*SUPPLIED MATERIAL*:
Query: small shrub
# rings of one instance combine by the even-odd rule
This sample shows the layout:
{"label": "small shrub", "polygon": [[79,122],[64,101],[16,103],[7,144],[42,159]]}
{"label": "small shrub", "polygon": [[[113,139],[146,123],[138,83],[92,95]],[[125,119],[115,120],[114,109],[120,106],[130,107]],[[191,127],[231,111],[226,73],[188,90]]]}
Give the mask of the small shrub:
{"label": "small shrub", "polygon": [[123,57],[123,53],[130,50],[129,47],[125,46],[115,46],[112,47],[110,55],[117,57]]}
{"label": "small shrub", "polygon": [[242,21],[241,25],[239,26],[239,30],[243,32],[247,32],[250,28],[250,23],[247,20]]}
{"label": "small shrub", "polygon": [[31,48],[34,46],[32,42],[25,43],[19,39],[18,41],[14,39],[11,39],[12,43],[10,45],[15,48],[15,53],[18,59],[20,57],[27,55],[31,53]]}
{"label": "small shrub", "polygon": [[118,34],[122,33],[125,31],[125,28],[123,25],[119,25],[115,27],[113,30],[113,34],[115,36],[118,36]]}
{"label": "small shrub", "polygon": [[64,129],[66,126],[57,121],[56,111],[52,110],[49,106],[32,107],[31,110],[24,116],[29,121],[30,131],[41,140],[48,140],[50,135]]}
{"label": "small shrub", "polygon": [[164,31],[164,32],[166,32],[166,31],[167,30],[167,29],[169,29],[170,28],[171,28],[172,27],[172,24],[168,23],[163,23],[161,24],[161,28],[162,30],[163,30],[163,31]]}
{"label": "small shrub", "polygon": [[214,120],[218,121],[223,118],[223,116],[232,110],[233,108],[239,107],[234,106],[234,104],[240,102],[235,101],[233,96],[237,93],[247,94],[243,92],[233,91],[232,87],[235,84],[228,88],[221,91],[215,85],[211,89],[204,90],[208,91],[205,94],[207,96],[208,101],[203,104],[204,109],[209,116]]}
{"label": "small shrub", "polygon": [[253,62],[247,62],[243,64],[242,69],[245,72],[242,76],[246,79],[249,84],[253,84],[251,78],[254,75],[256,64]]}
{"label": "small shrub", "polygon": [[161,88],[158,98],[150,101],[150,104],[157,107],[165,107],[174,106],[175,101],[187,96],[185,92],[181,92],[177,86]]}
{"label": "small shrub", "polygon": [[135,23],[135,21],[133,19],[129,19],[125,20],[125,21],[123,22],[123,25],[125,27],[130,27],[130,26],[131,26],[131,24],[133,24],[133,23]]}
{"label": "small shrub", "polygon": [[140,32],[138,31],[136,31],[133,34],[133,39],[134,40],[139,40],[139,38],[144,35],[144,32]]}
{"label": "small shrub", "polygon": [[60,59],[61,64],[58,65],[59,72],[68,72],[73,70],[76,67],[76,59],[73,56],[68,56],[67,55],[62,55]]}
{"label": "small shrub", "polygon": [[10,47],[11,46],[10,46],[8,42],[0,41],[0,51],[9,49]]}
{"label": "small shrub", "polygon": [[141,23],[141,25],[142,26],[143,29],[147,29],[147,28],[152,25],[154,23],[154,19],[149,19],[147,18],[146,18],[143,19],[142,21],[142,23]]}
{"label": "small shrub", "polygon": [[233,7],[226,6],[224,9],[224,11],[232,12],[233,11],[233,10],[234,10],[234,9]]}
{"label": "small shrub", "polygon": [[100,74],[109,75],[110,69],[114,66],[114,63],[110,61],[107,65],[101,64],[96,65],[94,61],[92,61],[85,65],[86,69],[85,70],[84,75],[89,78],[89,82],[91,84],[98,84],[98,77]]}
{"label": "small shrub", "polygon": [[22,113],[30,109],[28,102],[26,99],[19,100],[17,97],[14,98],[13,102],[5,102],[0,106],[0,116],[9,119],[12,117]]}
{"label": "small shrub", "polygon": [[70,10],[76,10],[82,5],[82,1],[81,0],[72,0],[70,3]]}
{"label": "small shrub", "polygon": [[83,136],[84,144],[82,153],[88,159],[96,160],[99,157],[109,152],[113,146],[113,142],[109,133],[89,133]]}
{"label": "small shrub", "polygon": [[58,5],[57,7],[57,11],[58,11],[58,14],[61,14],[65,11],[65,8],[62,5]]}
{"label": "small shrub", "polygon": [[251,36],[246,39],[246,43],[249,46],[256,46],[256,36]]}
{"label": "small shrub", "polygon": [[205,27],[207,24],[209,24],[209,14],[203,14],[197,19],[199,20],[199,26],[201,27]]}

*WHAT TO PRODUCE*:
Each record must be returned exactly as it is written.

*EXERCISE SOLUTION*:
Query: small shrub
# rings of one instance combine by the even-odd rule
This sample shows the layout:
{"label": "small shrub", "polygon": [[79,122],[64,101],[16,103],[7,144],[42,159]]}
{"label": "small shrub", "polygon": [[[113,139],[146,123],[138,83],[92,95]],[[125,119],[115,120],[114,109],[120,106],[130,107]],[[191,127],[231,111],[226,73],[188,90]]]}
Give the mask of the small shrub:
{"label": "small shrub", "polygon": [[123,57],[123,53],[130,50],[129,47],[125,46],[115,46],[112,47],[110,55],[117,57]]}
{"label": "small shrub", "polygon": [[242,21],[241,25],[239,26],[239,30],[243,32],[247,32],[250,28],[250,23],[247,20]]}
{"label": "small shrub", "polygon": [[31,48],[34,46],[32,42],[25,43],[19,39],[18,41],[14,39],[11,39],[12,43],[10,45],[15,48],[15,53],[18,59],[20,57],[27,55],[31,53]]}
{"label": "small shrub", "polygon": [[118,34],[122,33],[125,31],[125,28],[123,25],[119,25],[115,27],[113,30],[113,34],[115,36],[118,36]]}
{"label": "small shrub", "polygon": [[64,129],[66,126],[57,121],[56,111],[52,110],[49,106],[32,107],[31,110],[24,116],[29,121],[30,131],[41,140],[48,140],[50,135]]}
{"label": "small shrub", "polygon": [[164,31],[164,32],[166,32],[166,31],[167,30],[167,29],[169,29],[170,28],[171,28],[172,27],[172,24],[168,23],[163,23],[161,24],[161,28],[162,30],[163,30],[163,31]]}
{"label": "small shrub", "polygon": [[214,120],[218,121],[223,118],[223,116],[232,110],[233,108],[239,107],[234,106],[234,104],[240,102],[235,101],[233,96],[237,93],[247,94],[243,92],[233,91],[232,87],[235,84],[228,88],[221,91],[215,85],[211,89],[204,90],[208,91],[205,94],[207,96],[208,101],[203,104],[204,109],[209,116]]}
{"label": "small shrub", "polygon": [[253,62],[247,62],[243,64],[242,69],[245,72],[242,76],[246,79],[249,84],[253,84],[251,78],[254,75],[256,64]]}
{"label": "small shrub", "polygon": [[161,88],[158,98],[150,101],[150,104],[157,107],[165,107],[174,106],[175,101],[187,96],[185,92],[181,92],[177,86]]}
{"label": "small shrub", "polygon": [[135,23],[135,21],[133,19],[129,19],[125,20],[125,21],[123,22],[123,25],[125,27],[130,27],[130,26],[131,26],[131,24],[133,24],[133,23]]}
{"label": "small shrub", "polygon": [[140,32],[138,31],[136,31],[133,34],[133,39],[134,40],[139,40],[139,38],[144,35],[144,32]]}
{"label": "small shrub", "polygon": [[60,59],[61,64],[58,65],[59,72],[68,72],[73,70],[76,67],[76,59],[73,56],[68,56],[67,55],[62,55]]}
{"label": "small shrub", "polygon": [[10,47],[11,46],[10,46],[8,42],[0,41],[0,51],[9,49]]}
{"label": "small shrub", "polygon": [[141,23],[141,25],[142,26],[143,29],[147,29],[147,28],[152,25],[154,23],[154,19],[149,19],[147,18],[146,18],[143,19],[142,21],[142,23]]}
{"label": "small shrub", "polygon": [[233,7],[226,6],[224,9],[224,11],[232,12],[233,11],[233,10],[234,10],[234,9]]}
{"label": "small shrub", "polygon": [[100,74],[109,75],[110,69],[114,66],[114,63],[110,61],[107,65],[101,64],[96,65],[94,61],[92,61],[85,65],[86,69],[85,70],[84,75],[89,78],[89,82],[91,84],[98,84],[98,77]]}
{"label": "small shrub", "polygon": [[22,113],[30,109],[28,102],[26,99],[19,100],[17,97],[14,98],[13,102],[5,102],[0,106],[0,116],[9,119],[12,117]]}
{"label": "small shrub", "polygon": [[70,10],[76,10],[82,5],[82,1],[81,0],[72,0],[70,3]]}
{"label": "small shrub", "polygon": [[83,136],[84,144],[82,153],[88,159],[96,160],[99,157],[109,152],[113,146],[113,142],[109,133],[89,133]]}
{"label": "small shrub", "polygon": [[58,5],[57,7],[57,11],[58,11],[58,14],[61,14],[65,11],[65,8],[62,5]]}
{"label": "small shrub", "polygon": [[251,36],[246,39],[246,43],[249,46],[256,46],[256,36]]}
{"label": "small shrub", "polygon": [[205,27],[207,24],[209,24],[209,14],[203,14],[197,19],[199,20],[199,26],[201,27]]}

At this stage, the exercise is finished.